* Selected text:
## START
I’m not giving you permission to run out to the mall for an impromptu spending spree so put your wallet down, but did you know that there are 3 types of savings accounts that we should all have and that one of them is meant to be spent? Today I’m going to tell you all about that kind of savings.
When clients start working with me we often begin by focusing on a type of savings we call PERIODIC SAVINGS. (NOTE: I recommend this being the savings account tied to your checking for easy access. Other savings accounts, like an emergency fund, or retirement savings should go into a separate account, like an online savings that is harder to access.) Periodic Savings is a savings account for expenses that come up periodically as opposed to monthly. They could be things you know are coming because they come up every few months (like union dues, tuition payments or quarterly taxes), every 6 months (like car insurance premiums or property taxes) or yearly (like a birthday or your Amazon prime membership- surprise there’s $100 auto-charged to your account that you probably forgot all about!). They can also be expenses that you anticipate but that have more fluidity surrounding them about when you will need the money (like new brakes for a car, i.e. your mechanic mentioned you are due for brakes in the next 3 months, or maybe a repair around the house that is looming, i.e. your washing machine is making that weird noise again).
## END
(Image box annotation rows)
## START
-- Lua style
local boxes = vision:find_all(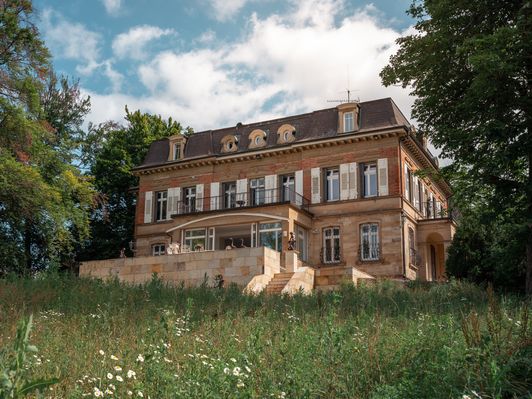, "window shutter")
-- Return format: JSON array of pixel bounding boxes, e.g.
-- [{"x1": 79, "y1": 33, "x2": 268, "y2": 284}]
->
[
  {"x1": 264, "y1": 175, "x2": 278, "y2": 204},
  {"x1": 166, "y1": 187, "x2": 179, "y2": 220},
  {"x1": 340, "y1": 163, "x2": 349, "y2": 200},
  {"x1": 210, "y1": 182, "x2": 220, "y2": 211},
  {"x1": 144, "y1": 191, "x2": 153, "y2": 223},
  {"x1": 377, "y1": 158, "x2": 388, "y2": 196},
  {"x1": 348, "y1": 162, "x2": 358, "y2": 199},
  {"x1": 236, "y1": 179, "x2": 248, "y2": 206},
  {"x1": 294, "y1": 170, "x2": 303, "y2": 205},
  {"x1": 196, "y1": 184, "x2": 203, "y2": 212},
  {"x1": 310, "y1": 168, "x2": 321, "y2": 204}
]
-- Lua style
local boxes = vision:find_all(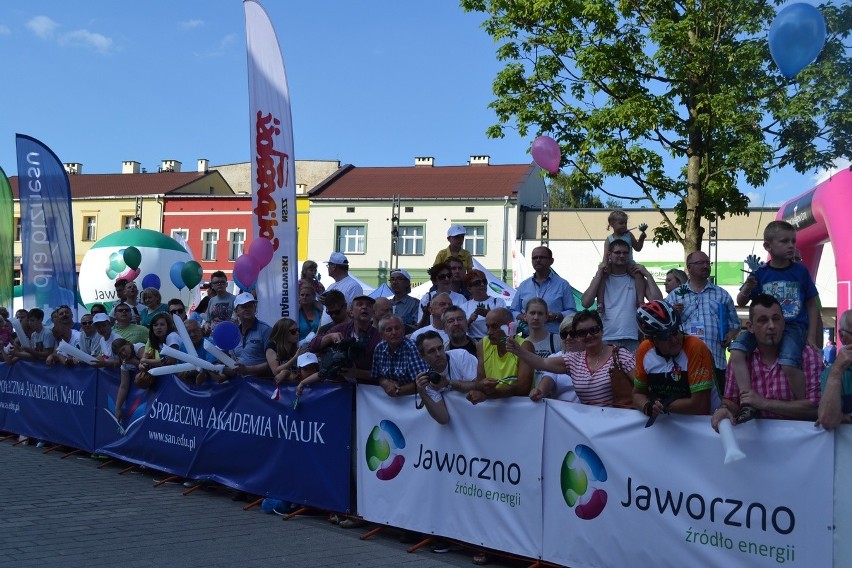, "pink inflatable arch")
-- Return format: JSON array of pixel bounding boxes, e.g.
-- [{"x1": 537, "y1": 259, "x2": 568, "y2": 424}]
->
## END
* What the task asks: Copy the whole savings account text above word for word.

* Solved exercise:
I’m not giving you permission to run out to the mall for an impromptu spending spree so put your wallet down, but did you know that there are 3 types of savings accounts that we should all have and that one of them is meant to be spent? Today I’m going to tell you all about that kind of savings.
When clients start working with me we often begin by focusing on a type of savings we call PERIODIC SAVINGS. (NOTE: I recommend this being the savings account tied to your checking for easy access. Other savings accounts, like an emergency fund, or retirement savings should go into a separate account, like an online savings that is harder to access.) Periodic Savings is a savings account for expenses that come up periodically as opposed to monthly. They could be things you know are coming because they come up every few months (like union dues, tuition payments or quarterly taxes), every 6 months (like car insurance premiums or property taxes) or yearly (like a birthday or your Amazon prime membership- surprise there’s $100 auto-charged to your account that you probably forgot all about!). They can also be expenses that you anticipate but that have more fluidity surrounding them about when you will need the money (like new brakes for a car, i.e. your mechanic mentioned you are due for brakes in the next 3 months, or maybe a repair around the house that is looming, i.e. your washing machine is making that weird noise again).